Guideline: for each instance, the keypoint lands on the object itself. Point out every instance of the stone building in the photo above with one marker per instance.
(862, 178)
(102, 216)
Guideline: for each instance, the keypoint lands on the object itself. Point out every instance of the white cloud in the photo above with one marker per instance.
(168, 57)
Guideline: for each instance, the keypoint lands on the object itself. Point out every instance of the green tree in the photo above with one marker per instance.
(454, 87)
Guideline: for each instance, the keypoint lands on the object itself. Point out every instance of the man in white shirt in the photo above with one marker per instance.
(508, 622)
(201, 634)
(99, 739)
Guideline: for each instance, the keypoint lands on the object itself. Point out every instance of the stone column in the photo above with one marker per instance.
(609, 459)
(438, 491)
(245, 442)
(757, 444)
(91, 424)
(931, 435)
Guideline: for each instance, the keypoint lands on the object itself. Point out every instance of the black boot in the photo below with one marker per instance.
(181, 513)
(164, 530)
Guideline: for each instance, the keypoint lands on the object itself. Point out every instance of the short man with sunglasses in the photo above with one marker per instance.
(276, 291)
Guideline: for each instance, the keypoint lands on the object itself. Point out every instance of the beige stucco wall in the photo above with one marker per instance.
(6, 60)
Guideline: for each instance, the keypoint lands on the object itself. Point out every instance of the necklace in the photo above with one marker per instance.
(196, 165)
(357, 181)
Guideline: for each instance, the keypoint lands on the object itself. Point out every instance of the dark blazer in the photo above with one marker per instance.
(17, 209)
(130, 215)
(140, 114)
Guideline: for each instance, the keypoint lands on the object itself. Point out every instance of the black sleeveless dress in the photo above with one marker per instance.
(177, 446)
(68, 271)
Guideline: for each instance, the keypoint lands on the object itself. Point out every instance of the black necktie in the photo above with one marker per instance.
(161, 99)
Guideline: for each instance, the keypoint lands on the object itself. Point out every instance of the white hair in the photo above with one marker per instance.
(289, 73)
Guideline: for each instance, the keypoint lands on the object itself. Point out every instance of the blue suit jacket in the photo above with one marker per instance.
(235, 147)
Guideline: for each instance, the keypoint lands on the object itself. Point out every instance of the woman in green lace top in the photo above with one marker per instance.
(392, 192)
———
## PROBLEM DESCRIPTION
Copy exactly the line that contains "of the beige" and all lines after it in the listing above, through the final line, and nothing else.

## EXERCISE RESULT
Guideline: for each instance, the keypoint lands on the object itself. Point out every instance of the beige stucco wall in the photo above with one marker per instance.
(6, 60)
Guideline: for each instance, the keypoint lands on the object itself. Point out every instance of the necklace in the photo above with one marker per instance.
(196, 165)
(357, 181)
Guideline: for each instance, the keypoint lands on the object itself. Point out every instance of the dark blazer in the photo above with one marker per instance.
(17, 209)
(130, 215)
(140, 114)
Guideline: for each instance, the keypoint lands on the object itself. Point out every instance of the black sleeveless dress in the photo above with one marker per instance.
(177, 446)
(68, 271)
Guideline: for each instance, the keypoint lands on the object itself. Point out every instance of the black necktie in the photo above with one marker per instance.
(161, 99)
Guideline: for each instance, the keypoint lands on the object itself. Point out every instance of the white hair in the photo above with one marker per instance.
(289, 73)
Guideline: for each instance, the keypoint lands on the object itself. Point out every instance of the blue suit jacket in the photo above with one marker per instance.
(235, 147)
Guideline: for each instance, the keypoint lands on the object itself. Point out every instance of the woman in green lace top in the photo above with one marker per instance.
(392, 192)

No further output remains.